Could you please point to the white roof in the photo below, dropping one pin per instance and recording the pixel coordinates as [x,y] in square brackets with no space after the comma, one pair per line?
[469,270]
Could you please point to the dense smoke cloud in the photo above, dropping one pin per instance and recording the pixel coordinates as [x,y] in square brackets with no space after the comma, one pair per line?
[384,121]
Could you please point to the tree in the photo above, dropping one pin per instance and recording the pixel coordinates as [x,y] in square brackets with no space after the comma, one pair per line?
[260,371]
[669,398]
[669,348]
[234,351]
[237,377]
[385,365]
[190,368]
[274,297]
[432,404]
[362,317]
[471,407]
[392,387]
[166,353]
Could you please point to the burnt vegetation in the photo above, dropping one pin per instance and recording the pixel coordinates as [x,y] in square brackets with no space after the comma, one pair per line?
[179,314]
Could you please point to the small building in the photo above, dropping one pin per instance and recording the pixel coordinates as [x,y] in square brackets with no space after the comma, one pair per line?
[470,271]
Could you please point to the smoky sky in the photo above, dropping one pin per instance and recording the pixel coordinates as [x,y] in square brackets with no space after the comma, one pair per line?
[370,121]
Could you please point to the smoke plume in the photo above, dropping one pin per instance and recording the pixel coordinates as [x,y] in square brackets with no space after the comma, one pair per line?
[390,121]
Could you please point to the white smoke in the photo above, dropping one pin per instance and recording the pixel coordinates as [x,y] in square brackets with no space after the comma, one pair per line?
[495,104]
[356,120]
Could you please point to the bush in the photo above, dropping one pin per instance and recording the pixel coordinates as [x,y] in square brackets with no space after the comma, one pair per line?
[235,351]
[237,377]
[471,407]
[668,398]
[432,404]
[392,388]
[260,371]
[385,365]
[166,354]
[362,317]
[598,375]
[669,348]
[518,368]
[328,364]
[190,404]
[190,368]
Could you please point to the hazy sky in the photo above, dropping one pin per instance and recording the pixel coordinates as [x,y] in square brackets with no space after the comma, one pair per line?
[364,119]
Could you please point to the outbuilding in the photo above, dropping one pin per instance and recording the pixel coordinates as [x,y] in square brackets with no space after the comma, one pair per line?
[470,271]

══════

All of the lines above should be returned exactly as written.

Could you please point to the white roof in the photo below, dropping one pin per instance and recording the pixel coordinates as [x,y] in square brackets with no space after the comma, one pair per line?
[469,270]
Could you please point to the dense smoke cloud in the photo above, dropping one pin per instance and recording the pixel coordinates as [x,y] in square brackets with no space after the comma, one pair per line?
[384,121]
Could you please point to the tree in the photo above, dropping one pin per instance and recording the pixel coordinates as [x,y] in square brackets with no space after the comma, one pair per line?
[260,371]
[669,398]
[669,348]
[234,351]
[237,377]
[385,365]
[190,368]
[274,297]
[432,404]
[362,317]
[471,407]
[392,387]
[166,353]
Could you please point to the burnt vegetation in the photo above, dropping one pin per instance and recording the pixel coordinates as [x,y] in square brackets with no space after the comma, one pair per line?
[179,314]
Could you please point to the small building in the photo above, dropping one pin per instance and recording the pixel coordinates as [x,y] in square brackets with no space after the comma, one pair per line?
[470,271]
Could you please point to the smoky sky in the photo above, dropping one pin per instance and recording the pixel coordinates as [x,y] in square brackets with no space after the comma, one pair per line?
[370,121]
Could you please point to the smoke plume in the photo above, dropping one pin per instance and recording the pixel coordinates as [x,y] in square brackets with no space after the comma, one pair per line?
[390,121]
Could you please point to the white smoke in the photo above, dropping one pin per instance and recording the pixel coordinates as [x,y] in square brackets with no space after the comma, one pair per line?
[495,104]
[356,120]
Could you please point to the bush in the photo above, dropping one pin per instance and recording the pixel coordinates as [x,y] in square brackets with no space after the comma, one pair per line?
[235,351]
[237,377]
[471,407]
[668,398]
[432,404]
[392,388]
[260,371]
[385,365]
[166,354]
[362,317]
[598,375]
[669,348]
[518,368]
[328,364]
[190,404]
[190,368]
Could you please point to the hazy sky in the photo above, dropping one pin per instance and recording the pixel coordinates as [x,y] in square brackets with no space after the comma, one pair per line?
[364,119]
Could you please point to the outbuilding in the photo above, dropping one pin per instance and recording the pixel coordinates as [x,y] in square brackets with no space after the comma, one pair per line?
[470,271]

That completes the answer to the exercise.